--- begin Text block ---

Plaintiff-appellant Federal Deposit Insurance Corporation (FDIC), which had been appointed receiver of Tri-City Bank of Warren, Michigan, filed a complaint in the federal district court against defendants-appel-lees, who were directors of Tri-City Bank, seeking damages for corporate mismanagement and waste. Appellant FDIC alleged that the district court had jurisdiction pursuant to 12 U.S.C. § 1819. The district court, however, issued an order to show cause why the case should not be dismissed for lack of jurisdiction. After appellant FDIC and appellee Kristufek filed responses to the order and a hearing was held, the district judge entered an opinion and order dismissing the action for lack of jurisdiction. Appellant FDIC has perfected this appeal. We reverse.
I
The Tri-City Bank of Warren was a Michigan banking corporation that experienced financial problems. Upon petition of the Commissioner of the Michigan Financial Institutions Bureau, the Macomb County, Michigan Circuit Court, on September 27, 1974, appointed appellant FDIC as receiver of the Tri-City Bank. As receiver, appellant FDIC took title to the bank’s assets, business, and property.
*159The following day, September 28, 1974, the Michigan National Bank of Macomb and appellant FDIC entered into, with the approval of the Macomb County Circuit Court, an agreement. Under this “assignment agreement,” the Michigan National Bank of Macomb assumed all the deposit liabilities and purchased the “acceptable assets” of the Tri-City Bank. “Acceptable assets” were defined in the agreement as cash, amounts due from other banks, United States Government securities, and the furniture, fixtures, equipment, and leasehold improvements formerly owned by the Tri-City Bank. It was stipulated in the agreement that the “acceptable assets” were to equal $1,158,000 less than the deposit liabilities assumed by the Michigan National Bank of Macomb; the difference was the purchase price for the “acceptable assets.” The “unacceptable assets” were defined to include all loans and causes of action against Tri-City directors for breaches of their fiduciary duties, and the FDIC as receiver assigned to the FDIC in its corporate capacity those “unacceptable assets” for $10,456,172.47.1 In addition, the FDIC agreed that if it recovered more monies for the “unacceptable assets” than it paid, the FDIC as corporate assignee would not retain the excess but would return that excess to the FDIC as receiver.

--- end Text block ---
--- begin Task inputs ---

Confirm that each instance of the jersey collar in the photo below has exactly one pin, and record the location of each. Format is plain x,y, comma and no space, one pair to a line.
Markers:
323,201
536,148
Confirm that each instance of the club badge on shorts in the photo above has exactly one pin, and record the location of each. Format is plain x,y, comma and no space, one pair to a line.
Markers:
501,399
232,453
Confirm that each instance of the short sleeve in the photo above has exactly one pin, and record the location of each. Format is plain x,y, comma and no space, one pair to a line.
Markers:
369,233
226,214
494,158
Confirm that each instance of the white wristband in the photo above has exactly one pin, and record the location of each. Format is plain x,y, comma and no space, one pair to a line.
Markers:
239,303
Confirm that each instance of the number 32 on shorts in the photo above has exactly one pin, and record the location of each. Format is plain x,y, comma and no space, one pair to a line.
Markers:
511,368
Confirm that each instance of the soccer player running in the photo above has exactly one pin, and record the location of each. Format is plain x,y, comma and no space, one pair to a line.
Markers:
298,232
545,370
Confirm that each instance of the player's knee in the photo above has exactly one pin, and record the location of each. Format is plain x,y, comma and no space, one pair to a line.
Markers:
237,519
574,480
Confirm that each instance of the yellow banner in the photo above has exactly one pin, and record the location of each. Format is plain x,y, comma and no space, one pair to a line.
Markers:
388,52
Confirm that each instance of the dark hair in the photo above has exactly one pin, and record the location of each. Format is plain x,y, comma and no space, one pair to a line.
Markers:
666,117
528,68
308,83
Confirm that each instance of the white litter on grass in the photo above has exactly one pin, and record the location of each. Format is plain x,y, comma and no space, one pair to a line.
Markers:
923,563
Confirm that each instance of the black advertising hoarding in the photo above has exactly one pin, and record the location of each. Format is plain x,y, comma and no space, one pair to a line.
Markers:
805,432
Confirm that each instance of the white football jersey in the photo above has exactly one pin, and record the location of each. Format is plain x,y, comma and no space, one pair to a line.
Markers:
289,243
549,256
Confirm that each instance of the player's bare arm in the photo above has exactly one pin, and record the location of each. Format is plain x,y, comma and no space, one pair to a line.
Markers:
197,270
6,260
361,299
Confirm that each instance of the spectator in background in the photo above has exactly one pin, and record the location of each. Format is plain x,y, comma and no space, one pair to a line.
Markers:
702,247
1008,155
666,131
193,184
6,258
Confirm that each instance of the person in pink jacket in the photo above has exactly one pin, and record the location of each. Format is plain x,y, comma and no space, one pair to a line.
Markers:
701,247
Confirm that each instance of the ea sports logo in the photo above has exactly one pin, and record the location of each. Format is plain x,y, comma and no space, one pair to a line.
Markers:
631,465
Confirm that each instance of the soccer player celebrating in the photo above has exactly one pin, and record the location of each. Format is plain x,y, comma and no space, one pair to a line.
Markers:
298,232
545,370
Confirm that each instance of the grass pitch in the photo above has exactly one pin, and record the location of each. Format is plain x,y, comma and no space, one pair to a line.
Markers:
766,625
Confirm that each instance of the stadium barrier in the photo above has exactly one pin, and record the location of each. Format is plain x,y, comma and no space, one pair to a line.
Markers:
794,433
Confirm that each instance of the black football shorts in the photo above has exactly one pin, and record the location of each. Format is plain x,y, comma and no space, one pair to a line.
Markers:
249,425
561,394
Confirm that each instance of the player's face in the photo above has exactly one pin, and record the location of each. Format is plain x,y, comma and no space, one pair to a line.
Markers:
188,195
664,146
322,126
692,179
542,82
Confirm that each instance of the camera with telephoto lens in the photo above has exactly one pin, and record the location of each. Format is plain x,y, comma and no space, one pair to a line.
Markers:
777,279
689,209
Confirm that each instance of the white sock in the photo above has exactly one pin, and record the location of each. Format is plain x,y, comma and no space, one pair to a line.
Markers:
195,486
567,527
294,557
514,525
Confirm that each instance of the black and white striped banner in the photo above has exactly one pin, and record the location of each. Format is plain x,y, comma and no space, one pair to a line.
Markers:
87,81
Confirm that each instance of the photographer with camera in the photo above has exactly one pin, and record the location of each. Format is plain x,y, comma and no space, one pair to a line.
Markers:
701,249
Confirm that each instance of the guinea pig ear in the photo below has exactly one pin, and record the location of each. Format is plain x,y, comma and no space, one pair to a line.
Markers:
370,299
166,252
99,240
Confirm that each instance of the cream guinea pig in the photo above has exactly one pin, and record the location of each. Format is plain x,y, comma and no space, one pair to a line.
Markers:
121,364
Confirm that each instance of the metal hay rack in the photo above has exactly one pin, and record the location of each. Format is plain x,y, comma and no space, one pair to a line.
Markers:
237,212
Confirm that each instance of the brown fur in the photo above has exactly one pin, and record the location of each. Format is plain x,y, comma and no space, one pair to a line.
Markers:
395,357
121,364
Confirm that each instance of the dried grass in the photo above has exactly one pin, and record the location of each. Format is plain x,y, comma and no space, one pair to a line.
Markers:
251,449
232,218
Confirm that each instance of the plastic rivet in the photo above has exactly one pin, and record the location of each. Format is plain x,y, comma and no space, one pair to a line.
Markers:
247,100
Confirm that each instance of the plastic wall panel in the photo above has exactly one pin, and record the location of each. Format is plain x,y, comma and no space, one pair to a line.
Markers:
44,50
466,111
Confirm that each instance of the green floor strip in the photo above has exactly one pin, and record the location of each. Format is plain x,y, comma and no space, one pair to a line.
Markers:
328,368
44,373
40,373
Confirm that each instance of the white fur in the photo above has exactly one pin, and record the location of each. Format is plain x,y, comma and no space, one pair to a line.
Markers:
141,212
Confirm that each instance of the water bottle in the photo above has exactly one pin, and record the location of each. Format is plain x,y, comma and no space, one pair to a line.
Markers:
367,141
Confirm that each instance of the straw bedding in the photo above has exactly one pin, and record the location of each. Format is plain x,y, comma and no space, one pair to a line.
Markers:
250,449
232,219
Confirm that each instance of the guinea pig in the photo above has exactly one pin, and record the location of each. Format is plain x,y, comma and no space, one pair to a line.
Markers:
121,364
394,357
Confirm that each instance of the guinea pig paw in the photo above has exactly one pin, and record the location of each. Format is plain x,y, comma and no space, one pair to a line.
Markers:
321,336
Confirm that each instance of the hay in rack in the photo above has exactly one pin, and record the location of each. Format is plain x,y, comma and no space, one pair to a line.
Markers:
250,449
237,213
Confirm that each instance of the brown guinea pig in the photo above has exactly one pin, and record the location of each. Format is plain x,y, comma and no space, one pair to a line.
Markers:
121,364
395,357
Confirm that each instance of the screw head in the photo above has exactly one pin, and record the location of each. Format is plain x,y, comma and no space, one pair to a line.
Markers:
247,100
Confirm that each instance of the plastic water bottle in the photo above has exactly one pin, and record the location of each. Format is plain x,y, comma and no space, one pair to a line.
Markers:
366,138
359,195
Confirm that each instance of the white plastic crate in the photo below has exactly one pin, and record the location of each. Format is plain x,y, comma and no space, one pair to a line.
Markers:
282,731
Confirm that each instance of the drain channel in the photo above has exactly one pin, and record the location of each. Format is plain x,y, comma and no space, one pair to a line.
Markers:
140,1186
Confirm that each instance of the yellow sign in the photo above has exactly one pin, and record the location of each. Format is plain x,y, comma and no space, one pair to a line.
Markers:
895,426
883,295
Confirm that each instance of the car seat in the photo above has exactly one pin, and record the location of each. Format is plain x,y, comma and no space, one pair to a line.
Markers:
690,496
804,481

--- end Task inputs ---

§ Stated problem A:
According to the court opinion, on what date did the Macomb County Circuit Court appoint the FDIC as receiver of the Tri-City Bank?
§ Stated problem B:
Count the lines in the rows that contain the word "jersey", and give only the number.
The court opinion and the rows are unrelated to each other.

§ Response A:
September 27, 1974

§ Response B:
2